◆ **Aim of the exercise**
Do not copy the pictures; transcribe all other material exactly.

◆ **Task input**
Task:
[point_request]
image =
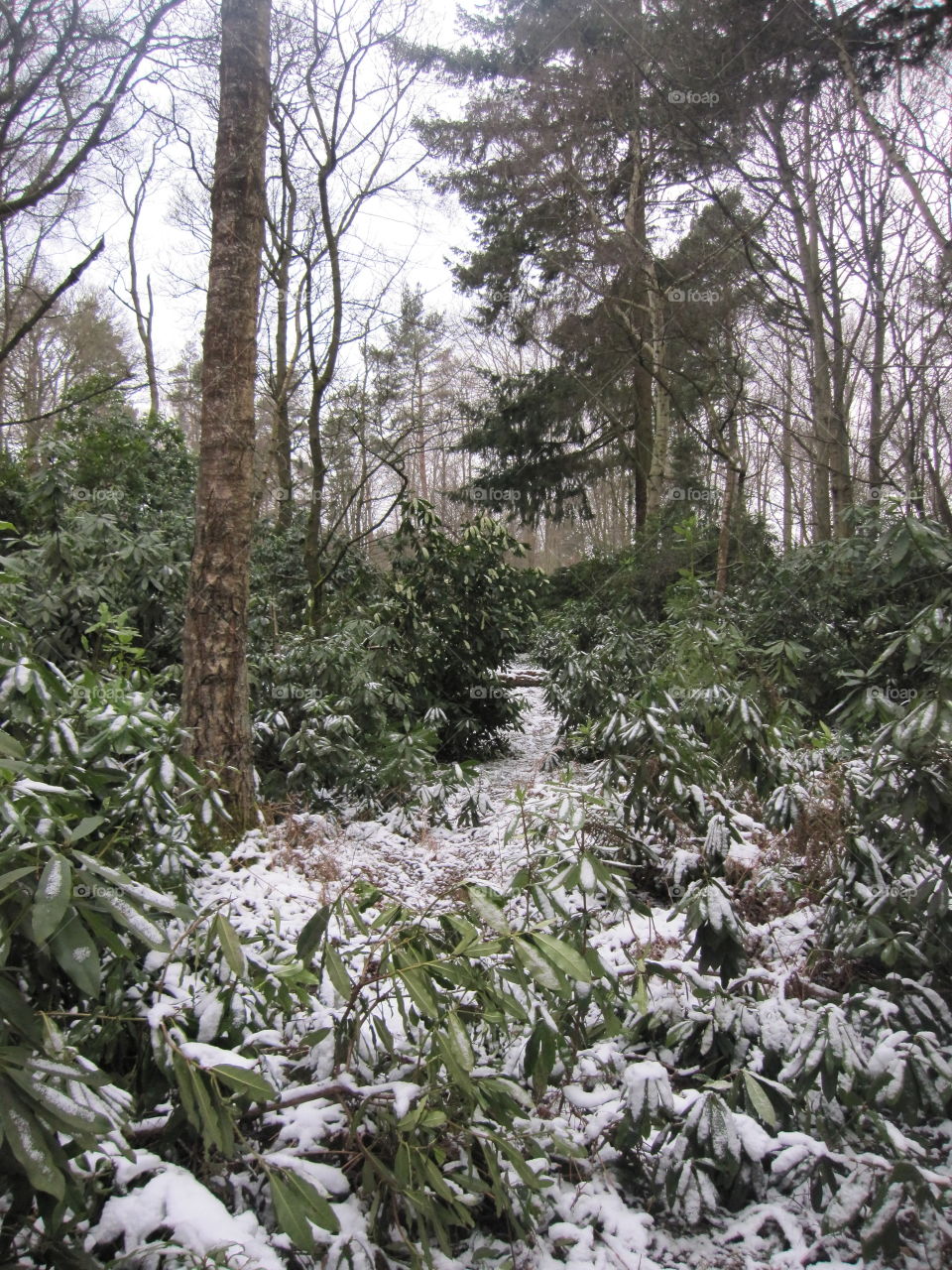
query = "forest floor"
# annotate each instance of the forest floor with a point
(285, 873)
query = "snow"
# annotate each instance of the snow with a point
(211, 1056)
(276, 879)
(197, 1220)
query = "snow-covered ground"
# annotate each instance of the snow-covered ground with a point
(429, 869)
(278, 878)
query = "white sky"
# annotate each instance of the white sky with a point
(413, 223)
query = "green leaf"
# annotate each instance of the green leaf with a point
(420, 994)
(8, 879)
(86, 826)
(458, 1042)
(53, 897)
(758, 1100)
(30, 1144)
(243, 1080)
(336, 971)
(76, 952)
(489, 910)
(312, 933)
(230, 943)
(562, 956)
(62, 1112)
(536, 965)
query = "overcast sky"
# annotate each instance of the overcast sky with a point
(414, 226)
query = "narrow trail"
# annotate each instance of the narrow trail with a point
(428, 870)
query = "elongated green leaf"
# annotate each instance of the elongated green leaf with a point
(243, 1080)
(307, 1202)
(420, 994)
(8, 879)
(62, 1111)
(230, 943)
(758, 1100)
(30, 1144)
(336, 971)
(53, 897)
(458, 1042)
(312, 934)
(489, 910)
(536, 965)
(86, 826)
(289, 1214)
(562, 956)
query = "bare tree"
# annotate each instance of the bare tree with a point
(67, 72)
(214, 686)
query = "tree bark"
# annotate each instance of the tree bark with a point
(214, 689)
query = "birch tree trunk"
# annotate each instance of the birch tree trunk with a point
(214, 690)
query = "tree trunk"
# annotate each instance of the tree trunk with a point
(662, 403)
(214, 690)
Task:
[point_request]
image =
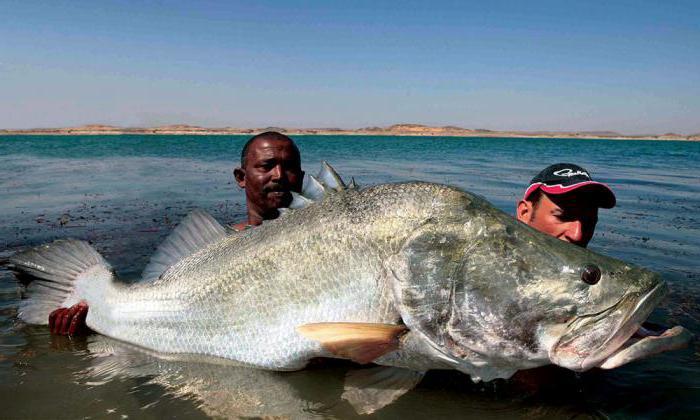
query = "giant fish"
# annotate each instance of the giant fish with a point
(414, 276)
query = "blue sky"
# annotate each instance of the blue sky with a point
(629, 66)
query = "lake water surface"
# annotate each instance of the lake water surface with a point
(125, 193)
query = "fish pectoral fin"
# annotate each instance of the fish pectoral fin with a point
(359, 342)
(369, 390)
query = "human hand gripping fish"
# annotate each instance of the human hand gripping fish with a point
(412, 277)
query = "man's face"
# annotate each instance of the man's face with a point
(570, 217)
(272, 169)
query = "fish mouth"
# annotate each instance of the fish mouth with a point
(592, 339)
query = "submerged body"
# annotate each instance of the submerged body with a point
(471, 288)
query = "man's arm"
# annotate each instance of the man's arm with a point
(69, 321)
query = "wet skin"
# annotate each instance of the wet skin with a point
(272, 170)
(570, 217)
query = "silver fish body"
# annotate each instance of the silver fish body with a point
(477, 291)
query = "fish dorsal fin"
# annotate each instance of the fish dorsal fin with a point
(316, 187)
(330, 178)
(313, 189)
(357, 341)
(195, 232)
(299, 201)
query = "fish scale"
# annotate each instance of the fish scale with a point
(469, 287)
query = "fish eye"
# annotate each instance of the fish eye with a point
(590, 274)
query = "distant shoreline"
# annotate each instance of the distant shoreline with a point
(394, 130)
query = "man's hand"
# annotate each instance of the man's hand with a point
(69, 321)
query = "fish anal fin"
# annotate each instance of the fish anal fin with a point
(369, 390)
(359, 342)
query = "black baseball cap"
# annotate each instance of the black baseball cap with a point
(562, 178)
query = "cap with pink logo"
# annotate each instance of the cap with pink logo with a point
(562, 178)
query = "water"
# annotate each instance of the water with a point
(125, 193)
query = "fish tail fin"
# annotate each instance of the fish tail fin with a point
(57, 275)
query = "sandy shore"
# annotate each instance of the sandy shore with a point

◆ **Solution for this task**
Task:
[point_request]
image =
query = "forest floor"
# annotate each instance of the forest floor with a point
(285, 873)
query = "snow"
# annotate each instance of the snow with a point
(211, 1056)
(276, 879)
(197, 1220)
query = "snow-covered ground"
# annotate each instance of the snow-covered ground with a point
(429, 869)
(278, 878)
query = "white sky"
# annotate each instance of the white sky with a point
(413, 223)
query = "green leaf"
# annotate each instance of the green leaf with a point
(420, 994)
(8, 879)
(86, 826)
(458, 1042)
(53, 897)
(758, 1100)
(30, 1144)
(243, 1080)
(336, 971)
(76, 952)
(489, 910)
(312, 933)
(230, 943)
(562, 956)
(62, 1112)
(536, 965)
query = "overcast sky"
# annotate each instance of the overcast sky with a point
(414, 226)
query = "narrow trail"
# annotate each instance of the narrow trail with a point
(428, 870)
query = "elongated green leaf"
# annotate each instance of the elongated green leaf with a point
(243, 1080)
(307, 1202)
(420, 994)
(8, 879)
(62, 1111)
(230, 943)
(758, 1100)
(30, 1144)
(336, 971)
(53, 897)
(458, 1042)
(312, 934)
(489, 910)
(536, 965)
(86, 826)
(289, 1214)
(562, 956)
query = "bare tree"
# annotate each instance of the bare tree with a point
(67, 72)
(214, 686)
query = "tree bark"
# annotate each instance of the tree bark with a point
(214, 689)
query = "birch tree trunk"
# annotate each instance of the birch tree trunk with a point
(214, 690)
query = "tree trunk"
# annotate each instance of the tree trunk with a point
(662, 403)
(214, 690)
Task:
[point_request]
image =
query = "giant fish"
# annotate each instance of the giant fish with a point
(414, 276)
query = "blue sky"
# annotate each instance of the blue sky with a point
(629, 66)
query = "lake water surface"
# annotate each instance of the lake water surface with a point
(125, 193)
query = "fish pectoral fin"
# annotate each instance of the fish pectoral fin with a point
(359, 342)
(369, 390)
query = "human hand gripping fish"
# annotate each instance of the human hand gripping fish with a point
(412, 277)
query = "man's face"
# annotate each instance of the man's face with a point
(570, 217)
(272, 169)
query = "fish mouth"
# annotate each instance of the fish mouth with a point
(592, 339)
query = "submerged body"
# annotate each instance of the submerged body with a point
(471, 288)
query = "man's arm"
# annotate each instance of the man's arm with a point
(69, 321)
query = "wet skin"
# annotate each instance of the wet skin with a point
(272, 170)
(570, 217)
query = "silver fish body"
# annotate each instance of the silver fish body with a point
(477, 291)
query = "fish dorsal fin"
# annotate each instance of the fish dorsal fin with a point
(316, 187)
(330, 178)
(313, 189)
(357, 341)
(195, 232)
(299, 201)
query = "fish scale"
# annotate each instance of the fish scale with a point
(469, 287)
query = "fish eye"
# annotate each instance of the fish eye with a point
(590, 274)
query = "distant shoreline"
# annotate each instance of the distant shoreline with a point
(394, 130)
query = "man's hand"
# annotate each instance of the man's hand with a point
(69, 321)
query = "fish anal fin"
# annotate each instance of the fish anal fin with a point
(369, 390)
(359, 342)
query = "black baseball cap"
# annotate each instance of the black baseball cap with a point
(562, 178)
query = "cap with pink logo"
# annotate each instance of the cap with pink logo with a point
(562, 178)
query = "water"
# annotate each instance of the water with a point
(125, 193)
query = "fish tail fin"
# annotate each instance of the fish tail fin with a point
(57, 275)
query = "sandy shore"
# annotate each instance of the sandy shore with a point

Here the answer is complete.